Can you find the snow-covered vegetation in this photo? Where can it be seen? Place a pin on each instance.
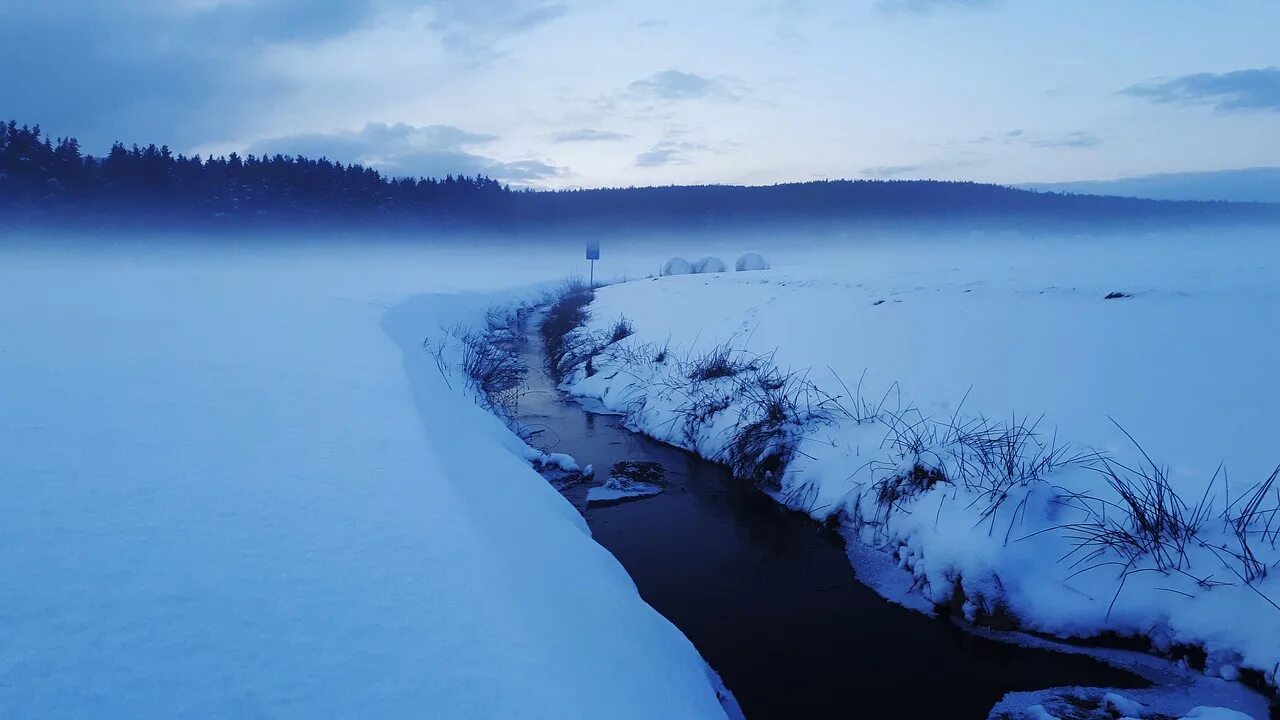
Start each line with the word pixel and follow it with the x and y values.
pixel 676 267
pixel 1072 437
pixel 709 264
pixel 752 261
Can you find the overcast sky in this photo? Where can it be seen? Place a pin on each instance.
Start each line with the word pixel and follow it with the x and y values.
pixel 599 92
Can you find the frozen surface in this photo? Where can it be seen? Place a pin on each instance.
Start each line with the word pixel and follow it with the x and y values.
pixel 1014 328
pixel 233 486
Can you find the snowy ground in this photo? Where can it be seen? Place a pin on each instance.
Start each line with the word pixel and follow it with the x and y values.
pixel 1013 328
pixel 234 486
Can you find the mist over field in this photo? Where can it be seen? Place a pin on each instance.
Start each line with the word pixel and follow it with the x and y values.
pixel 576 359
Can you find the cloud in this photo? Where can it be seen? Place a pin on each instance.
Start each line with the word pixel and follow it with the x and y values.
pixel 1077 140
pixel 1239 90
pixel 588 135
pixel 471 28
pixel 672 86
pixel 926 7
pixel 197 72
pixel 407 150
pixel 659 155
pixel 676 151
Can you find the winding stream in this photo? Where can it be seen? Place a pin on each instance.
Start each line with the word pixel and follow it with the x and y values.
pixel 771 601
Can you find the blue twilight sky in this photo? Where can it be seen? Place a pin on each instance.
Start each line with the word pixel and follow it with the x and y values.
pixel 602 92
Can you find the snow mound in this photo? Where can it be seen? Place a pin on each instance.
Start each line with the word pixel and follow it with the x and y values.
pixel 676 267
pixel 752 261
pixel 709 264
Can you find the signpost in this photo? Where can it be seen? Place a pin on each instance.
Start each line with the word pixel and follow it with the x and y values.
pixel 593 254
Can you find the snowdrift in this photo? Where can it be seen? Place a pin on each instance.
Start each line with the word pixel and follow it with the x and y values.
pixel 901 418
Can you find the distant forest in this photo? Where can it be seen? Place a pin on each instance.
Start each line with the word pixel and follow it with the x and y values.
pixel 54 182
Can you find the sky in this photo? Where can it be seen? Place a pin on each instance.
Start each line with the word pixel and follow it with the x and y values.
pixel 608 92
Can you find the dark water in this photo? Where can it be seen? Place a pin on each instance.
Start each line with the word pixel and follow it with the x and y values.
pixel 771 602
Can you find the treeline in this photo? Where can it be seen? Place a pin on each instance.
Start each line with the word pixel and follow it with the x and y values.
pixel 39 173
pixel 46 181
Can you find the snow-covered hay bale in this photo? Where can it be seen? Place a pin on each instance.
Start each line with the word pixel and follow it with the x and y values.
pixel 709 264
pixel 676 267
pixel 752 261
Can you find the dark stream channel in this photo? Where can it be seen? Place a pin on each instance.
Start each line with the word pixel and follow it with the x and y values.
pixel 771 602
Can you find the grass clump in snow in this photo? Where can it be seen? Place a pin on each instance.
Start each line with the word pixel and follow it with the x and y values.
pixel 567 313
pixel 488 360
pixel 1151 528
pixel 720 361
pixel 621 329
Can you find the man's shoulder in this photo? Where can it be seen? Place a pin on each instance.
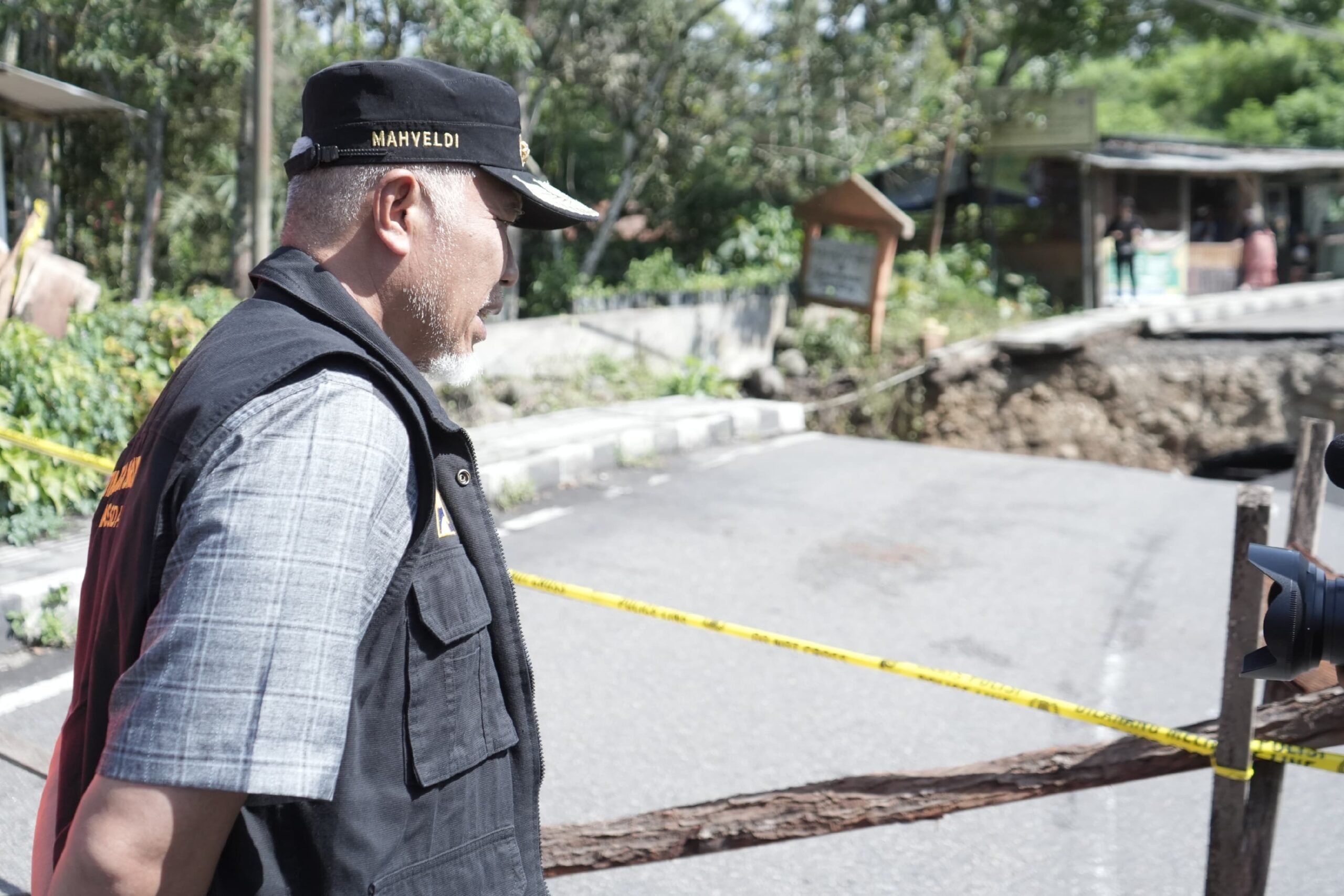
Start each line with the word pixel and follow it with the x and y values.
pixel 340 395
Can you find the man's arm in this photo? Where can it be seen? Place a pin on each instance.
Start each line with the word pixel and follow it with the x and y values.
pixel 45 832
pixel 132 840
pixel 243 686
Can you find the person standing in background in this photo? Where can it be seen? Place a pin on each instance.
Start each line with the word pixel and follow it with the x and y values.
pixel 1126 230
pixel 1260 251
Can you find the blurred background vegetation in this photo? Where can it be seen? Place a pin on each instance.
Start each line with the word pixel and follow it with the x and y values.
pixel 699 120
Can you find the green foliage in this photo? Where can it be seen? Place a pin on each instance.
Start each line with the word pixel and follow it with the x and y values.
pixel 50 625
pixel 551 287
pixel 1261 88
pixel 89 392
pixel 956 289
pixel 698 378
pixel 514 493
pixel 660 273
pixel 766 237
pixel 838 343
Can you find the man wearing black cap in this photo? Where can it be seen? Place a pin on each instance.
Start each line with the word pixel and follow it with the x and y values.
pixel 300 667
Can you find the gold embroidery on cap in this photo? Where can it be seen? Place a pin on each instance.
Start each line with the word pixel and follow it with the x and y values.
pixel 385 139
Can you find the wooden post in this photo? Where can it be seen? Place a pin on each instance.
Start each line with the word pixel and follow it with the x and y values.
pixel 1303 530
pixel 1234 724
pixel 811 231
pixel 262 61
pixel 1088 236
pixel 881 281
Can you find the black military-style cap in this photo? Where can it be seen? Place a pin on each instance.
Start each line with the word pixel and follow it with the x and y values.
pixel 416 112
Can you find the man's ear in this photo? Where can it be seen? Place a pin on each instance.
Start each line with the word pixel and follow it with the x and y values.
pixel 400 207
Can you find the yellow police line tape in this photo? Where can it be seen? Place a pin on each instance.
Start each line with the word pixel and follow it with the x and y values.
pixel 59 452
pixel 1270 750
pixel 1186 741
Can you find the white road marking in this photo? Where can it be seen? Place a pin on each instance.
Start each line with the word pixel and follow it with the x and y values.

--

◆ DIRECTIONS
From the data above, copy out every line with the string "black" in it.

◆ SOLUTION FOR THIS EXERCISE
Can you find the man wearing black cap in this photo? Where can it be seen? Place a pin on each instance.
Can you find the black military-style cap in this photo? Where can it be seen? Place a pin on each instance.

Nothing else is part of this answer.